>> Start SOURCE

Monday, November 16, 2009

Is something stirring?

A seriously disturbed commenter on ToryBoyBlog has described the Boss of EUREf as “a bitter ex-UKIP researcher” and, without bothering to find out how to spell my name, added for good measure: “His partner is the dreadful helen Samuelly who manages to antagonise anyone she deals with.” As the person in question hides under the name of Better Off Out and gives no website or blog link I cannot tell who it is though I suspect that his or her suggestion that we are paid either by the EU or MI5 (if only!) is libellous. One cannot sue someone who is too cowardly to give a real name and, clearly, Tim Montgomerie and Jonathan Isaby are not responsible for some fruitcake who chooses to comment on their blog. But I thought our readers on this blog might like to know. My response, I thought, was a model of restraint.

The somewhat unpleasant discussion is going on in response to a posting by Tim Montgomerie, entitled The Future of Euroscepticism. I shall refrain from making some obvious comments about Conservatives, euroscepticism, streets, being bitten and recognizing. Mr Montgomerie, staunch Tory though he is, happens to be a member of Better Off Out. (We noted its re-launch in April and updated a few days later.)

The idea of being lectured by Conservatives at this stage in the game on whither euroscepticism is going would be quite infuriating if it were not quite so ridiculously funny. Tim Montgomerie, I am sad to say, compounds this problem by starting his posting with this sentence:
It's been a disappointing few weeks for Euroscepticism and for the Eurosceptic movement but The TaxPayers' Alliance are leading the way in consolidating popular unhappiness at the EU.
None of that is exactly accurate but one cannot blame organizations like the TPA and Conservative Home from closing ranks in the six months before the next election. The truth is that the last few weeks have not disappointed any real eurosceptic or so I shall call them for want of a better name. We expected nothing else from the Boy-King of the Conservative Party. Indeed, this blog and EURef predicted several times that he would duck out of a referendum. We also predicted that eventually the Constitutional Lisbon Treaty will go through.

On the other hand, we are convinced (well, I am convinced and the Boss is coming round) that this was a pyrrhic victory. The dirt and nastiness of the last eight years, which is how long it took to get this treaty through, the bullying and shameless manipulation have all contributed to turn many people’s opinion against the EU. The notion that we might actually come out and survive is gaining ground, if very slowly. What worries the Conservative Party and its outposts as well as front organizations (Open Europe, TPA and others) is that they might not benefit from this change.

The other slight error is the one about the TPA “leading the way in consolidating popular unhappiness at the EU”. Actually, the TPA is reversing the debate by concentrating on financial matters: how much we pay in and how utterly fraudulent is all is. These points have been discussed for decades with very little effect.

Given the general incompetence and lack of honesty in governments and regulatory authorities in this country, other countries and the EU, most people fulminate a bit when having a drink with their friends then shrug their shoulders and move on. It is the other issues, the lack of accountability, lack of democracy, destruction of our constitutional and legal system and the appalling regulatory structure whose aim seems to be purely destructive that rouse real anger in people.

That is why the issue of the Lisbon referendum has become a flashpoint: this was specifically promised by all three (well, all right, both) parties and both, Labour and Conservatives, have reneged on it. No amount of discussion about the cost of it will make up for that. And that makes the last few weeks exceedingly good for real eurosceptics – dead wood is being cleared out.

>> End SOURCE

• DIRECTION 1
Decide whether each statement agrees with the blog post on euroscepticism, answering yes or no and quoting the words of the post that settle it: (a) Tim Montgomerie belongs to Better Off Out; (b) the treaty took five years to get through; (c) the TPA focuses on financial matters.
• DIRECTION 2
Write the next paragraph of the blog post on euroscepticism, starting after its last sentence.
The listing comes from a separate source.

>> Start SUPPLIED ENTRIES

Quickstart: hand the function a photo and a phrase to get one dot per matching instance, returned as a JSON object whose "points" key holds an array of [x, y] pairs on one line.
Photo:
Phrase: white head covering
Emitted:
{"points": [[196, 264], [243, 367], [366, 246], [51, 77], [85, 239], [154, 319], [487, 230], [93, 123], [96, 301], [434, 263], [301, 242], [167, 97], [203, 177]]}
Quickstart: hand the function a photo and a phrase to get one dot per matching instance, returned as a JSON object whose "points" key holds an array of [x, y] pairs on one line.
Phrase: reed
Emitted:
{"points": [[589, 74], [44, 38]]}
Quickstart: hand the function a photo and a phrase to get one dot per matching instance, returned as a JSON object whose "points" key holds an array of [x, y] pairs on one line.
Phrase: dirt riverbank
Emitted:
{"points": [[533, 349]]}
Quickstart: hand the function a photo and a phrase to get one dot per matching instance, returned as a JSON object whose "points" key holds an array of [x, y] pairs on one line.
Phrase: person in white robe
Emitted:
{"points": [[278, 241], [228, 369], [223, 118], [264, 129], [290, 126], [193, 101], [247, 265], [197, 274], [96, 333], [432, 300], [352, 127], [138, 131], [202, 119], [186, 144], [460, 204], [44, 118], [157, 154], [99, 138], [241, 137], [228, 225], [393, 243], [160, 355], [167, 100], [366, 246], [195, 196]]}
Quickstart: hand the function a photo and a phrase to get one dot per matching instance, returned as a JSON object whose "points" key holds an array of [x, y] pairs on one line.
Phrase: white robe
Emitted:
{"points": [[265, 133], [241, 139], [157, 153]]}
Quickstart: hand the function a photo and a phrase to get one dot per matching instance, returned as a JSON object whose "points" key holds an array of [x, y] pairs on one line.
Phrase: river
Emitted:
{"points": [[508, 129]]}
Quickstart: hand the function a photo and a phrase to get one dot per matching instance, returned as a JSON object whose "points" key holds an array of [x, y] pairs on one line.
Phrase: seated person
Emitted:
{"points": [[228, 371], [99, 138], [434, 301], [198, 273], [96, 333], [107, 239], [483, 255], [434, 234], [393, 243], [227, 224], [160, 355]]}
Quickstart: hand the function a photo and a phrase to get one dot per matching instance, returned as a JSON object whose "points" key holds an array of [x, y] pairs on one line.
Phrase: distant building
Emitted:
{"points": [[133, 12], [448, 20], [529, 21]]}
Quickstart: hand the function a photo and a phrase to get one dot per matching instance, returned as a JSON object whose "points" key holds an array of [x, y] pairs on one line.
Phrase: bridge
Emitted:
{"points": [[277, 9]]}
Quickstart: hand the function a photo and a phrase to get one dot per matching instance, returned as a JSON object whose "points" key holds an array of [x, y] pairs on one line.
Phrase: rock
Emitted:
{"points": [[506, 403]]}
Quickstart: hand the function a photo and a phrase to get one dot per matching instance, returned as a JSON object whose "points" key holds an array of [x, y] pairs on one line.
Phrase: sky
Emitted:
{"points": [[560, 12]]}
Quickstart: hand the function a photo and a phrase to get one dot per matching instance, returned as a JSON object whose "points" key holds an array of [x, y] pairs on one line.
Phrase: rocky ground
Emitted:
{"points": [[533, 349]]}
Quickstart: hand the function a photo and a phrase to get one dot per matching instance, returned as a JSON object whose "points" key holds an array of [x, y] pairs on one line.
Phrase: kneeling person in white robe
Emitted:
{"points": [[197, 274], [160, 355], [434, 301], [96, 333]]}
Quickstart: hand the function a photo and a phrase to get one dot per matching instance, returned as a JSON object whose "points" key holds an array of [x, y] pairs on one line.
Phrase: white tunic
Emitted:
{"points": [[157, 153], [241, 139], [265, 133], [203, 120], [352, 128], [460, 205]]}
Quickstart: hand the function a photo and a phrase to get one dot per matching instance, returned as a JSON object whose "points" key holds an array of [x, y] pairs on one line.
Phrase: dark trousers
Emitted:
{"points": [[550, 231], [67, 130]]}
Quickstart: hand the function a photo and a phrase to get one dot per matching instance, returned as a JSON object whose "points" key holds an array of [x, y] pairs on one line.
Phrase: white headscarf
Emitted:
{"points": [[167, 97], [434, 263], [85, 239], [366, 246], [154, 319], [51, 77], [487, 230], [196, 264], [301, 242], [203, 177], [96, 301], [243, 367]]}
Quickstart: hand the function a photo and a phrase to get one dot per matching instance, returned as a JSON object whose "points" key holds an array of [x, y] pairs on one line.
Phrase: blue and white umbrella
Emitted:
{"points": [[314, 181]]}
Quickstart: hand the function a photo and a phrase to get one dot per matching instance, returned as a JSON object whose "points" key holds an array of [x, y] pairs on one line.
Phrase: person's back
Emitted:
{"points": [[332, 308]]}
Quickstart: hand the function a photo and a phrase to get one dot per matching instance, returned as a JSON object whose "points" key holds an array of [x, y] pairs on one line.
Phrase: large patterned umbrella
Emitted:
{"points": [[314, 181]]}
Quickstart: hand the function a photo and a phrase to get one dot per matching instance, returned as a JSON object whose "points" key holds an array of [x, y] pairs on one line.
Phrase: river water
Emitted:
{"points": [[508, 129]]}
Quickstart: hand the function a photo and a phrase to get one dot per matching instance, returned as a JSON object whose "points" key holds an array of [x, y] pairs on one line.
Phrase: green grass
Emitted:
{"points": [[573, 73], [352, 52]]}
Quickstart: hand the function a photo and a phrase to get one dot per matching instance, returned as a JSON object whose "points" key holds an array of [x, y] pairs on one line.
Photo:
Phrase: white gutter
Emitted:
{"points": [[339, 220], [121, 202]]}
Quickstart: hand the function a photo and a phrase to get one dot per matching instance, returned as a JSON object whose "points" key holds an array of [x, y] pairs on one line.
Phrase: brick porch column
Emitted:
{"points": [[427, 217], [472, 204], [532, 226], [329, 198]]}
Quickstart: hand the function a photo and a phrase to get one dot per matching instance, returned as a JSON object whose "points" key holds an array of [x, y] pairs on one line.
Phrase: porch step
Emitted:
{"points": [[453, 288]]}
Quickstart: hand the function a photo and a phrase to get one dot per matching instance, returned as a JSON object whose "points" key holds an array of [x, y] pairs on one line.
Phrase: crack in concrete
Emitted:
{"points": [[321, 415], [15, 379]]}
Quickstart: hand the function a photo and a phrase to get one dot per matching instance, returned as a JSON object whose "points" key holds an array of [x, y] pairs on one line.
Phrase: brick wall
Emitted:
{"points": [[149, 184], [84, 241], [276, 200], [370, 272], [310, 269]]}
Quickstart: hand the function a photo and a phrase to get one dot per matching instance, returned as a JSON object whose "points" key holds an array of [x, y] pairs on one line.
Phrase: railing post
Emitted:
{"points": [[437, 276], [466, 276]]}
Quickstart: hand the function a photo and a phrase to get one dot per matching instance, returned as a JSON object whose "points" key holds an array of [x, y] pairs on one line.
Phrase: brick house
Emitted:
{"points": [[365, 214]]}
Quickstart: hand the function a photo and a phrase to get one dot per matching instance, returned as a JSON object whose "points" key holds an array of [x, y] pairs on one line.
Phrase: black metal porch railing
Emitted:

>> End SUPPLIED ENTRIES
>> Start SUPPLIED ENTRIES

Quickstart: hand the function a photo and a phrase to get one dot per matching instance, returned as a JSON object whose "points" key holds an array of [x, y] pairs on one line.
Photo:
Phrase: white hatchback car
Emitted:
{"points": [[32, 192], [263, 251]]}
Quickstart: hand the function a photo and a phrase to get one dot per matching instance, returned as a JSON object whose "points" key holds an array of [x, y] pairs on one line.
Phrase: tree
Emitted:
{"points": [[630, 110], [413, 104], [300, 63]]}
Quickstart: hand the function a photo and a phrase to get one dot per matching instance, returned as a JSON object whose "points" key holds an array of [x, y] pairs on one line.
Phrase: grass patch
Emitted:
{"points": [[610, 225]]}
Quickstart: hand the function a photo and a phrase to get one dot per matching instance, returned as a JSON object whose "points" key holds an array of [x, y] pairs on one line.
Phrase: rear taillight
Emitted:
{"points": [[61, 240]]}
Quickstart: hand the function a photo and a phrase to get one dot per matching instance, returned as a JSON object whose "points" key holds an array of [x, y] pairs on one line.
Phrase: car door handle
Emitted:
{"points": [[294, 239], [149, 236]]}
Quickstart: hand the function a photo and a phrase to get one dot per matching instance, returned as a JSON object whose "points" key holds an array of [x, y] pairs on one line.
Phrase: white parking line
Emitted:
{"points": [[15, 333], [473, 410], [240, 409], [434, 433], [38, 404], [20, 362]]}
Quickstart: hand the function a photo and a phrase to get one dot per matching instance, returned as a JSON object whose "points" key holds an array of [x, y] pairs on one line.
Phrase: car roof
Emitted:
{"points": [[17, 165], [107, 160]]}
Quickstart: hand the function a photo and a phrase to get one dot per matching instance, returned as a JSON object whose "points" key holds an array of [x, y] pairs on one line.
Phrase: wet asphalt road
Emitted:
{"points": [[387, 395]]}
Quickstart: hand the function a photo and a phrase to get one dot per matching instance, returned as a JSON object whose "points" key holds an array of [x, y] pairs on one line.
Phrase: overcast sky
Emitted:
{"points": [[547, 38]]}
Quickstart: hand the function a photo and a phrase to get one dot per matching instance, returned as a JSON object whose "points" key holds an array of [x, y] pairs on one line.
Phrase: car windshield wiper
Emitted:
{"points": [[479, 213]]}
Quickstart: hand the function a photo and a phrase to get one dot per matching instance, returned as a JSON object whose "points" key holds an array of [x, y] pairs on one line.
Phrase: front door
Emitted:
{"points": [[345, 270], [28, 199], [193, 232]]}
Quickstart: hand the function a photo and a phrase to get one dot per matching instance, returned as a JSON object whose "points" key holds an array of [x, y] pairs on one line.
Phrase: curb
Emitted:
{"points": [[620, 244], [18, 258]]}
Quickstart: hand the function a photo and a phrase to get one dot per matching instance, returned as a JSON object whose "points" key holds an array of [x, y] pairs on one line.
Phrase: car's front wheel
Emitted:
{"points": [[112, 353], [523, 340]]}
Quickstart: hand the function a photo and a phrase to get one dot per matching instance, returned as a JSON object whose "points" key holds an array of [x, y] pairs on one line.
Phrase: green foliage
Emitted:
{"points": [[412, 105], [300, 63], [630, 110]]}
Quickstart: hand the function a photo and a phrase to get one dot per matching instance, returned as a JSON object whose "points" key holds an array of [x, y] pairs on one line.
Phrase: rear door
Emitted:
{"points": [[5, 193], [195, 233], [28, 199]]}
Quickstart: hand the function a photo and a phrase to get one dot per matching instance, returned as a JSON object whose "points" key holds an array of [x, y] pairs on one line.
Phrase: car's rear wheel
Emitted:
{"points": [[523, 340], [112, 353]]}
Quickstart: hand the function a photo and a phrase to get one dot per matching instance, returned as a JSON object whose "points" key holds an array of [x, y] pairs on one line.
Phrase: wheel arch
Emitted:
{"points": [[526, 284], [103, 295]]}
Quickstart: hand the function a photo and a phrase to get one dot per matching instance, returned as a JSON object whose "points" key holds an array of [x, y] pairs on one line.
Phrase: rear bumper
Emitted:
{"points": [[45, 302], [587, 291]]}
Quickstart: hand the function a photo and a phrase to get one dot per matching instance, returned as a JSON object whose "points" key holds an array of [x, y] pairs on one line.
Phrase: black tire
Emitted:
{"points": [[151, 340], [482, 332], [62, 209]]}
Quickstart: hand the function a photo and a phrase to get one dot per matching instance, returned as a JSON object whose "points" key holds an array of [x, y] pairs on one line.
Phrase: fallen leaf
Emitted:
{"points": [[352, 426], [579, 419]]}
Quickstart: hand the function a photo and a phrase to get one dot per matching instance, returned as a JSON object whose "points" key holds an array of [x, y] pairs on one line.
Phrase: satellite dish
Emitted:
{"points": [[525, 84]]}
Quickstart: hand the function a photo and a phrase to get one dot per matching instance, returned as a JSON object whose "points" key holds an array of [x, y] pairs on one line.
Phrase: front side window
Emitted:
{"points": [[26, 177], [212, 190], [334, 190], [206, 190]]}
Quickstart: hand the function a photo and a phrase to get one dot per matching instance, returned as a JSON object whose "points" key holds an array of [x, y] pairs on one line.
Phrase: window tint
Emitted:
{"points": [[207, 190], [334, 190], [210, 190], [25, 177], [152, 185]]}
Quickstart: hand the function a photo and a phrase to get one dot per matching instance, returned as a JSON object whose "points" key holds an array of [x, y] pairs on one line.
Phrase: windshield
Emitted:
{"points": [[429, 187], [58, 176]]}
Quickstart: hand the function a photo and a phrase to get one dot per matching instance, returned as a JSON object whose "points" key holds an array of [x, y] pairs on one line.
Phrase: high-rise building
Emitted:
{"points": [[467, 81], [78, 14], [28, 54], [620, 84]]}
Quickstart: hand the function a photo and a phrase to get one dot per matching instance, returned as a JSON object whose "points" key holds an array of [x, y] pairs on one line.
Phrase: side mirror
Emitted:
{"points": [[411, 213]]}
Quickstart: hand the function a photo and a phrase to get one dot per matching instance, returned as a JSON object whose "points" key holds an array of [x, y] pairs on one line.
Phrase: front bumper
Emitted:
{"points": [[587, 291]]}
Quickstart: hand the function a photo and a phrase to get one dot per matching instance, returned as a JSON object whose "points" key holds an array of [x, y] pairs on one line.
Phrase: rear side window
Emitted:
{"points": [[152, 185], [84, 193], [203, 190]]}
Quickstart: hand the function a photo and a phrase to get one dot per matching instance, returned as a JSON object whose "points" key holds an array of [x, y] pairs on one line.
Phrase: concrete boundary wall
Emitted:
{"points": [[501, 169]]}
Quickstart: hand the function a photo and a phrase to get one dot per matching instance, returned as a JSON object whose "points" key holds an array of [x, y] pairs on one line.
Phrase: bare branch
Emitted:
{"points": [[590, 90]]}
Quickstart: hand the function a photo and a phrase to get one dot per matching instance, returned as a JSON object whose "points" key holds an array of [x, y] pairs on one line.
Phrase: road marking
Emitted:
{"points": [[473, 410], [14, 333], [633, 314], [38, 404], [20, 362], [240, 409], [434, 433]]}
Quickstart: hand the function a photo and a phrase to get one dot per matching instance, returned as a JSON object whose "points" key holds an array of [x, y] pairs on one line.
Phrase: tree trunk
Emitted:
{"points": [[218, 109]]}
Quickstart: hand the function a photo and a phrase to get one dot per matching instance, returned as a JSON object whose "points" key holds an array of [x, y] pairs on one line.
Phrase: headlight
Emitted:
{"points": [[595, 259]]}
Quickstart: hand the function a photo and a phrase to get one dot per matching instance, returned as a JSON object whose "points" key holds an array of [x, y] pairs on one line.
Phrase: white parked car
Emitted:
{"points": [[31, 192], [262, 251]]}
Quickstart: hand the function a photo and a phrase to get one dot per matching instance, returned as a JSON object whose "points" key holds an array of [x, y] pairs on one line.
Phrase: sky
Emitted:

>> End SUPPLIED ENTRIES

• EXERCISE OUTPUT 1
(a) Yes: "happens to be a member of Better Off Out"
(b) No: "the last eight years, which is how long it took to get this treaty through"
(c) Yes: "the TPA is reversing the debate by concentrating on financial matters"

• EXERCISE OUTPUT 2
If Conservative Home, the TPA and such blogs as Iain Dale’s are all cautiously probing the idea of Britain being outside that organization, one can safely say that there has been something of a shift in the debating positions. Mr Dale, incidentally, makes two very good points. In this posting, which is really about a forthcoming BBC programme on what would happen if Britain left the EU, he pours contempt on the europhiliac position that we would be out on our own with nobody trading with us.
Ridiculous. As if European businesses wouldn't want to sell us their goods if we were outside the EU!
Indeed. And I agree with him on Lord Pearson’s comment that “they would be glad to get rid of us”. They would not be all that glad and not just because of the money we put in. As it happens, Britain is one of the most enthusiastic members, always thinking of new regulations that cannot be passed back home and have to be imposed through the EU, as well as implementing rules as soon as it is required and sometimes before.

I also find it amusing that Mr Dale reminds the TPA that their famed new cinema ad is quite similar to an old 18 Doughty Street video.

Well, what of the TPA’s new cinema advert? There are, as it happens, strict rules about political advertising in this country and all the TPA could do is produce what must have been a reasonably expensive ad for their new book, Ten Years On Without The European Union by Dr Lee Rotherham, the TPA’s expert on the EU. The books is free to all who order it, so Tim Montgomerie’s comment about 22,000 ordered already is not all that meaningful. Would people pay for it, is the question.

Anyway, I have not seen the book yet as the TPA are reluctant to reply to my e-mails. (And what do you expect, hmmm? I hear someone muttering.) So I have to go by what they say on their website about it.

The book is a sort of a utopian fantasy about Britain being outside the EU and managing very well, thank you, all the problems that, for example, small business owners faced being the fault of the EU. There are other blogs that deal with farmers, fishermen, MPs and the workforce (there’s an expression from the glorious past). All tell us how wonderfully easy life will be outside the EU.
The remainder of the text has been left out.